(YOUR GOAL):
Exactly reproduce the lines from the line containing "task: draw the outline of every instance of the lugged" to the end of the data below, inclusive, and nothing else.

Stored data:

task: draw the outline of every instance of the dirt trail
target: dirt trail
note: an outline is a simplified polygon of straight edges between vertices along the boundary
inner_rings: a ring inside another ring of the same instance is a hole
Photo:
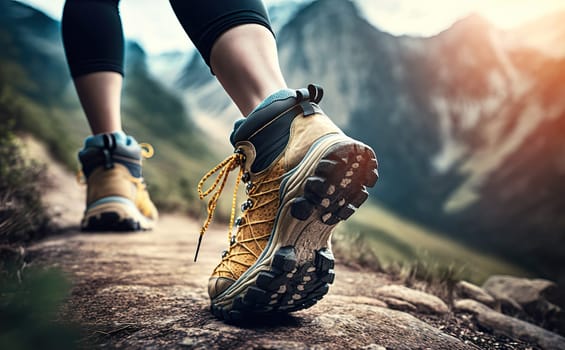
[[[245,328],[209,312],[206,283],[225,232],[213,228],[199,261],[192,261],[196,222],[165,216],[153,232],[69,232],[31,248],[34,262],[57,266],[73,279],[66,314],[85,325],[96,343],[124,347],[464,348],[418,319],[383,308],[372,291],[384,276],[337,266],[338,276],[319,305],[282,320]]]
[[[31,150],[41,153],[33,143]],[[197,263],[192,259],[200,226],[186,217],[165,215],[152,232],[81,233],[77,223],[84,188],[50,164],[53,185],[46,200],[57,223],[67,229],[29,253],[32,264],[69,274],[73,287],[63,315],[85,327],[86,342],[159,349],[470,348],[408,313],[387,308],[375,292],[390,283],[386,275],[339,264],[329,294],[308,310],[244,327],[220,322],[209,311],[206,284],[227,245],[224,227],[209,230]]]

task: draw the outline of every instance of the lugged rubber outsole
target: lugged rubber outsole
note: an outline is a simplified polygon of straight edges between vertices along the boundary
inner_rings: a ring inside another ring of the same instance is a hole
[[[139,221],[134,219],[121,219],[118,213],[102,213],[98,216],[91,216],[84,223],[82,231],[84,232],[128,232],[141,231]]]
[[[360,142],[329,147],[289,202],[287,220],[295,223],[287,227],[300,227],[300,232],[283,235],[286,245],[228,303],[221,296],[212,300],[212,313],[228,322],[245,322],[306,309],[322,299],[335,278],[331,232],[367,200],[366,188],[375,185],[377,167],[373,150]]]
[[[269,271],[261,271],[254,286],[234,299],[231,310],[212,304],[226,321],[246,321],[266,313],[289,313],[316,304],[333,283],[334,258],[329,249],[316,252],[314,262],[297,264],[294,247],[280,248]]]
[[[339,147],[318,163],[314,175],[306,180],[304,195],[293,202],[291,214],[306,220],[318,209],[323,223],[335,225],[367,200],[366,187],[373,187],[377,179],[377,160],[370,148],[361,144]]]
[[[154,224],[133,205],[109,202],[87,209],[81,229],[84,232],[145,231],[152,229]]]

(REPLY TO THE TASK):
task: draw the outline of every instance of the lugged rubber outsole
target: lugged rubber outsole
note: an outline is a simplified polygon of straight edges between vertices along the boundary
inner_rings: a ring inside another ring of the same instance is a hole
[[[139,221],[134,219],[121,219],[118,213],[102,213],[98,216],[91,216],[84,223],[82,231],[84,232],[128,232],[141,231]]]
[[[360,142],[329,147],[289,202],[287,220],[295,223],[287,227],[300,227],[300,232],[283,235],[286,245],[228,303],[221,296],[212,300],[212,313],[228,322],[245,322],[306,309],[322,299],[335,278],[331,232],[367,200],[366,188],[375,185],[377,167],[373,150]]]
[[[269,271],[261,271],[254,286],[234,299],[231,310],[212,304],[226,321],[246,321],[266,313],[289,313],[316,304],[333,283],[334,258],[329,249],[316,252],[314,262],[297,264],[294,247],[280,248]]]
[[[339,147],[318,163],[314,175],[306,180],[304,195],[293,202],[291,214],[306,220],[318,209],[323,223],[335,225],[367,200],[366,187],[373,187],[377,179],[377,160],[370,148],[361,144]]]
[[[154,224],[133,205],[109,202],[87,209],[81,229],[84,232],[145,231],[152,229]]]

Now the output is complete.